◆ AIM ◆
Please locate each line in the items below that contains the string "striped", and copy those lines out. Case matters when matching.

─── SOURCE RECORDS ───

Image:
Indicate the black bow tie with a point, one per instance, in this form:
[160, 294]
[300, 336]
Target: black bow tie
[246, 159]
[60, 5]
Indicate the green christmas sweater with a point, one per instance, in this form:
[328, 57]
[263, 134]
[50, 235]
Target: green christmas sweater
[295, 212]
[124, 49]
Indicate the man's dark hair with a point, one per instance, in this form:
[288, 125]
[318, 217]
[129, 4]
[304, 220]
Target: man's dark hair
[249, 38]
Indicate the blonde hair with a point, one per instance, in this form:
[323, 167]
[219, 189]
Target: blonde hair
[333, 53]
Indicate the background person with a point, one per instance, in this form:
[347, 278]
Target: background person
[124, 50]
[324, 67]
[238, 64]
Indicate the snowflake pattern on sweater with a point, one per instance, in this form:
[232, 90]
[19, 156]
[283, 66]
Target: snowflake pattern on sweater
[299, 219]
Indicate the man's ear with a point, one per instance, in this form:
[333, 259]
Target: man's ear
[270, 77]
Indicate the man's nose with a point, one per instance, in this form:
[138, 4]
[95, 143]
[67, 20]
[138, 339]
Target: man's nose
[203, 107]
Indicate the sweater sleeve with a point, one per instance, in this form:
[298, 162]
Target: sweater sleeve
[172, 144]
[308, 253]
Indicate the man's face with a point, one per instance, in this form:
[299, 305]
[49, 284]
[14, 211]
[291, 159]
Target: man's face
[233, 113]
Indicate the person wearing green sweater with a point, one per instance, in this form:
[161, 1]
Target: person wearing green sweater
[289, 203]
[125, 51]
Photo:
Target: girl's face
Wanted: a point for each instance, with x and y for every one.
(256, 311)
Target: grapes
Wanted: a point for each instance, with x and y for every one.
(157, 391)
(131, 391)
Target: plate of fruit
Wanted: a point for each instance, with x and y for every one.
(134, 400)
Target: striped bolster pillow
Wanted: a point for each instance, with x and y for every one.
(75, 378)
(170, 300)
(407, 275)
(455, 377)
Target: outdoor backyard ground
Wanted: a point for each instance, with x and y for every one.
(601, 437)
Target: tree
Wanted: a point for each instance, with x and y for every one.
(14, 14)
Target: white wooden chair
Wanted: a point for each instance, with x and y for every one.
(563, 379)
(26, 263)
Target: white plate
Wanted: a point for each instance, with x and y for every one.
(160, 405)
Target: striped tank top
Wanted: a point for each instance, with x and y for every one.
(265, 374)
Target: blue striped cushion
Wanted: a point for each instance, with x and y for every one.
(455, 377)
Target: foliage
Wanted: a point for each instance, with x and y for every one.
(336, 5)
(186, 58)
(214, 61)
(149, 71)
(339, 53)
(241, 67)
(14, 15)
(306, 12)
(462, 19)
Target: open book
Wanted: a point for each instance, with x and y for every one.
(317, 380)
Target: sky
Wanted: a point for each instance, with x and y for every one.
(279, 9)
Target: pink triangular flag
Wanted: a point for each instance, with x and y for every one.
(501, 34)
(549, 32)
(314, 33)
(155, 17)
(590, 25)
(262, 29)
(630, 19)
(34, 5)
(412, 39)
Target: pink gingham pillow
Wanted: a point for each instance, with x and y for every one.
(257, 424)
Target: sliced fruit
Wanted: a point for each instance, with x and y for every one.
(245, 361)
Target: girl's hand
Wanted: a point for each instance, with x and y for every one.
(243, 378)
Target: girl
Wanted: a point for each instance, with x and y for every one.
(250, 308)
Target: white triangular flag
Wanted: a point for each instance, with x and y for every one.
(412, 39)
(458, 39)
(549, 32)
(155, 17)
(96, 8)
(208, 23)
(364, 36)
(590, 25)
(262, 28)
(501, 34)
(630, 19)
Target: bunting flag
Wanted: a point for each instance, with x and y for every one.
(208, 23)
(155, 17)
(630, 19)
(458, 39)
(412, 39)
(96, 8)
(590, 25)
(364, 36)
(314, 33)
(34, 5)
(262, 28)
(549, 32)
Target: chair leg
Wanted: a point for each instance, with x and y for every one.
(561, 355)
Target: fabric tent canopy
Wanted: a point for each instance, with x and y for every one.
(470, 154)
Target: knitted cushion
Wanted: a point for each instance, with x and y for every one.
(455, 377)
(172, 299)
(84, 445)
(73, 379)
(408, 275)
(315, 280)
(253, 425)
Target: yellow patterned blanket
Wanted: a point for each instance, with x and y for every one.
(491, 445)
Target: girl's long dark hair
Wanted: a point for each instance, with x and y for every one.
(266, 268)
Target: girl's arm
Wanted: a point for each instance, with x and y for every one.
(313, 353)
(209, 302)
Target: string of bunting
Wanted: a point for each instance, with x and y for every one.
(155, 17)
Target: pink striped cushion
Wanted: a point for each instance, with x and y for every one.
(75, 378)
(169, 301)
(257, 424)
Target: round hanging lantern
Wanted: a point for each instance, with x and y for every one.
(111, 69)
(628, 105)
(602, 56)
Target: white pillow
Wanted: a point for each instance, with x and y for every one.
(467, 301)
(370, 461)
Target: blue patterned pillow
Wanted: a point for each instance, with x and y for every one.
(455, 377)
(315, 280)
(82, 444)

───
─── SOURCE RECORDS ───

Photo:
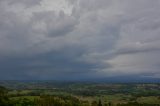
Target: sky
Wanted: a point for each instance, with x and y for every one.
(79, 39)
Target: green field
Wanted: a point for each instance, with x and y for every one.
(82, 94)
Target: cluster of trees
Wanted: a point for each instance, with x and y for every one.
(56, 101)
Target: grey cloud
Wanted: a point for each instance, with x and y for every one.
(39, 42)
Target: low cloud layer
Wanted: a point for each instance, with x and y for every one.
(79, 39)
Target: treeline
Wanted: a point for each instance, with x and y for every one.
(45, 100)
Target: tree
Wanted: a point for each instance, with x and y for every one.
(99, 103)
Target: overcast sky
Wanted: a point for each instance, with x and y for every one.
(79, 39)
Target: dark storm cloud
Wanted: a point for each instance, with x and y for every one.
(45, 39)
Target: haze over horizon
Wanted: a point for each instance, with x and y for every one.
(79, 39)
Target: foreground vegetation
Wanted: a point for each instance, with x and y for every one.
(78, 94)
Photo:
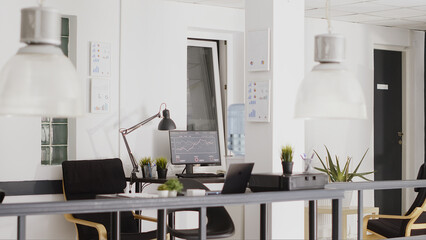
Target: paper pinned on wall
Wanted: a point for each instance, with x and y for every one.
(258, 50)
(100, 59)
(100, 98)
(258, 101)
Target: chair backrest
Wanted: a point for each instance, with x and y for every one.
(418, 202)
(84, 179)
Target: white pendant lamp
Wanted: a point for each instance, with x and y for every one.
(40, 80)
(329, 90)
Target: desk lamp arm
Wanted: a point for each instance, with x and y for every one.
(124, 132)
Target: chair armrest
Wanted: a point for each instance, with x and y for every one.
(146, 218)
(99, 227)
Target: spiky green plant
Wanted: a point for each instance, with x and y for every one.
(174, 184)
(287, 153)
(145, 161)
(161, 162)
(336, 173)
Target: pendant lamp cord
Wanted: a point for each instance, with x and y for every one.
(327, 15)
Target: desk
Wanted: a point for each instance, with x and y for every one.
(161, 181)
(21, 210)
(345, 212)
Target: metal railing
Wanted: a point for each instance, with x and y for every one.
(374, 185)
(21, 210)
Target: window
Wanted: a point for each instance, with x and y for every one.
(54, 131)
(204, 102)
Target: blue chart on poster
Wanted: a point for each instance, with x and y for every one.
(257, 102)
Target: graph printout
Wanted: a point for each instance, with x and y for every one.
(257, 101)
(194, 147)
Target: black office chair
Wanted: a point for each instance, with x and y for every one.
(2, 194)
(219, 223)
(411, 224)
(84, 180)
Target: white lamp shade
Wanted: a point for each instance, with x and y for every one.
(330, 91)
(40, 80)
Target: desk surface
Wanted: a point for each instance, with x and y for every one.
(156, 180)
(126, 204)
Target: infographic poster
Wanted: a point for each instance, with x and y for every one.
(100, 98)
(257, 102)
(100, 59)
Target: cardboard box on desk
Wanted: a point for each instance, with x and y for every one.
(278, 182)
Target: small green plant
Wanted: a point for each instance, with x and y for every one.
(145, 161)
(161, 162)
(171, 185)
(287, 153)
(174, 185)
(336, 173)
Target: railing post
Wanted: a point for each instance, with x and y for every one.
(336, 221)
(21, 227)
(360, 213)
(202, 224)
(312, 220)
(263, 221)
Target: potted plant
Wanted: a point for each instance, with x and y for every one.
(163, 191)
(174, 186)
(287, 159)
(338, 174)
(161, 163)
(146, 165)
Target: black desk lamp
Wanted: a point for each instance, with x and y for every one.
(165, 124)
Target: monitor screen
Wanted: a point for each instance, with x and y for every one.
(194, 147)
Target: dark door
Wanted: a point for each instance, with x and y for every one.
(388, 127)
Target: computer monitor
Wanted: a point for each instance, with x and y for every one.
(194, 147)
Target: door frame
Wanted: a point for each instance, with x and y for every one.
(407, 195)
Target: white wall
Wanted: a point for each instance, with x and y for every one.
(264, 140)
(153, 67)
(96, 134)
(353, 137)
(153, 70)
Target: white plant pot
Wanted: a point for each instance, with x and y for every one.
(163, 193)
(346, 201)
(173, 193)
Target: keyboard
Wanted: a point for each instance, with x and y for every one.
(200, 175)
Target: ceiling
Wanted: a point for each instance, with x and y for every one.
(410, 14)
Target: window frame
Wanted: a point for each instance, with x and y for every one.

───
─── SOURCE RECORDS ───

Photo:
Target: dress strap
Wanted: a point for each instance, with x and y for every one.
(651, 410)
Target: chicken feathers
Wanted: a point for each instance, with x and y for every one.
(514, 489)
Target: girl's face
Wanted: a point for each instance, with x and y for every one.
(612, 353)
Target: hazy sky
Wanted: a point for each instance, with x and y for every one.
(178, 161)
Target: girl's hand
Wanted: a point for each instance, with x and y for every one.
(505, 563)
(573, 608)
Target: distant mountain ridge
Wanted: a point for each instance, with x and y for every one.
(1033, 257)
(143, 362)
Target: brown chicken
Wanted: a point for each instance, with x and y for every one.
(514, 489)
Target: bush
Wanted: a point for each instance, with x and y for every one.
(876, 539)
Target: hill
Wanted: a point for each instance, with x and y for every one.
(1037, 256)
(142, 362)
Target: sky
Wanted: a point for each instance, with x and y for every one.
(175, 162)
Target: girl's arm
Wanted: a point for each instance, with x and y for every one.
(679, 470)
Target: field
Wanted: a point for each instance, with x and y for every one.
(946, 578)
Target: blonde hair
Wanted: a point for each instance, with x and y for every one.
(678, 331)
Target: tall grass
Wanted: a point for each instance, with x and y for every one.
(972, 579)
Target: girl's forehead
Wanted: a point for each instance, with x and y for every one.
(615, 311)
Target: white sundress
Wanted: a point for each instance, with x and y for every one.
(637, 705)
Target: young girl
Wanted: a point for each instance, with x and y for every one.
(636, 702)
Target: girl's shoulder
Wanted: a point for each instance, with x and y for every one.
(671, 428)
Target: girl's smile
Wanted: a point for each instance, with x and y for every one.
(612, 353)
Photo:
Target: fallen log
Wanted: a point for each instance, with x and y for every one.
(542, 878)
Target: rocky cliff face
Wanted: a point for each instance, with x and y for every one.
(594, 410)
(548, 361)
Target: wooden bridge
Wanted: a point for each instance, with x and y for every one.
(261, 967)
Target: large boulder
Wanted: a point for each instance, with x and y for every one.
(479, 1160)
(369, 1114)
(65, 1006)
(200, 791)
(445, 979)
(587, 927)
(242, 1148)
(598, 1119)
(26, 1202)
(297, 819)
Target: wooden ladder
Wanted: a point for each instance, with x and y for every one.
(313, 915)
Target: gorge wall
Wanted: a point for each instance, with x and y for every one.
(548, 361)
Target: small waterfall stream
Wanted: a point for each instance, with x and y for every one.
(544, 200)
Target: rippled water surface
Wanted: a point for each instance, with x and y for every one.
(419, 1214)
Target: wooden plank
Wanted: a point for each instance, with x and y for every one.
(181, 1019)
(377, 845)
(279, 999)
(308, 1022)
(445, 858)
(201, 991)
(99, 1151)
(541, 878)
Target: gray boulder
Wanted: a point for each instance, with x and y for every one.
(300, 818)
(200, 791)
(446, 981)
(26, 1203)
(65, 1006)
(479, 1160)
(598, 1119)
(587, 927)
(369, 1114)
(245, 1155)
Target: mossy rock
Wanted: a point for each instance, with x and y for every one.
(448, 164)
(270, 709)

───

◆ THE RESULT ◆
Target: striped bolster pillow
Target: striped tank top
Target: blue striped cushion
Target: pink striped cushion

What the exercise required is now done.